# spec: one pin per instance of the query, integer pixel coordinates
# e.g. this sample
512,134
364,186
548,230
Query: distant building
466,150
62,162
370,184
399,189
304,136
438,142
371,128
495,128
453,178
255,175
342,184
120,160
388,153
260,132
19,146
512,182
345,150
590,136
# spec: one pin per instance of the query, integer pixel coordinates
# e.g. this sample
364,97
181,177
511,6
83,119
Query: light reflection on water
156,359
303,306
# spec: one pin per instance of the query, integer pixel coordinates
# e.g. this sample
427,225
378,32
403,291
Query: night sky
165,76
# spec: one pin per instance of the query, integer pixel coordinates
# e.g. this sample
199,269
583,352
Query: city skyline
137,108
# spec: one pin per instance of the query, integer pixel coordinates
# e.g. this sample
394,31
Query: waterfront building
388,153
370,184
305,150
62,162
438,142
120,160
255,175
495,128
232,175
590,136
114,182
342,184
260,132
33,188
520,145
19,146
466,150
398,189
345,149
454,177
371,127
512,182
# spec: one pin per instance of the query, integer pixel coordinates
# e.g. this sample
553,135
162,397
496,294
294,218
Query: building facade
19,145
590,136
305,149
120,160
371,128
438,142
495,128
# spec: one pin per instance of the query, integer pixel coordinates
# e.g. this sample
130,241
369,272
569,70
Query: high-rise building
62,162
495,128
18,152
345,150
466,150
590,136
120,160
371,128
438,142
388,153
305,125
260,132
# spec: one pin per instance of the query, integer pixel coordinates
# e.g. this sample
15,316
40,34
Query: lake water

• What is expected
Every line in the data above has to be retyped exactly.

• Task result
# spec: one pin per instance of the query, integer pixel coordinates
# e.g. this sample
512,134
364,186
548,230
Query: distant building
466,150
62,162
370,184
399,189
304,136
438,142
371,128
495,128
453,178
255,175
342,184
120,160
388,153
260,132
19,146
512,182
345,150
590,136
# spec: one pin per instance of the query, integer pixel coordinates
# e.g. this sample
364,97
181,177
511,6
83,119
Query: light reflection on water
156,359
303,306
# spec: one pin per instance of the query, integer pixel coordinates
# e.g. this sample
427,225
378,32
403,291
Query: night sky
165,76
# spec: one pin per instance of the query, integer pixel coordinates
# e.g. this sample
199,269
583,352
Query: city skyline
137,108
# spec: one pin per instance of the query, integer pixel coordinates
# e.g. this sample
394,31
Query: waterfront building
388,153
370,184
305,150
62,162
438,142
120,160
255,175
495,128
232,175
590,136
114,182
342,184
260,132
33,188
520,145
19,146
466,150
398,189
345,149
454,177
371,127
512,182
# spec: one pin per instance of the query, integer pixel coordinates
# e.g. this sample
553,135
162,397
496,294
294,218
Query: building facade
19,145
590,136
305,149
120,160
371,128
438,142
495,128
# spec: one pin per instance of the query, integer pixel coordinates
# e.g. this sample
130,241
369,272
569,70
Query: high-rise building
62,162
495,128
18,152
345,150
466,150
590,136
120,160
371,128
438,142
388,153
305,125
260,132
# spec: one pin per instance of the query, integer pixel coordinates
# e.g. this sample
15,316
40,34
Query: lake water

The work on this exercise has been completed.